- **Task objective**
Would you count how many lines of the entries below include the word "mark"? Give nothing but the number.

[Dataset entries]
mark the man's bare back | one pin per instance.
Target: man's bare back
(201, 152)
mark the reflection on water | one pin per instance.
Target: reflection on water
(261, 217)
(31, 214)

- **Answer box**
2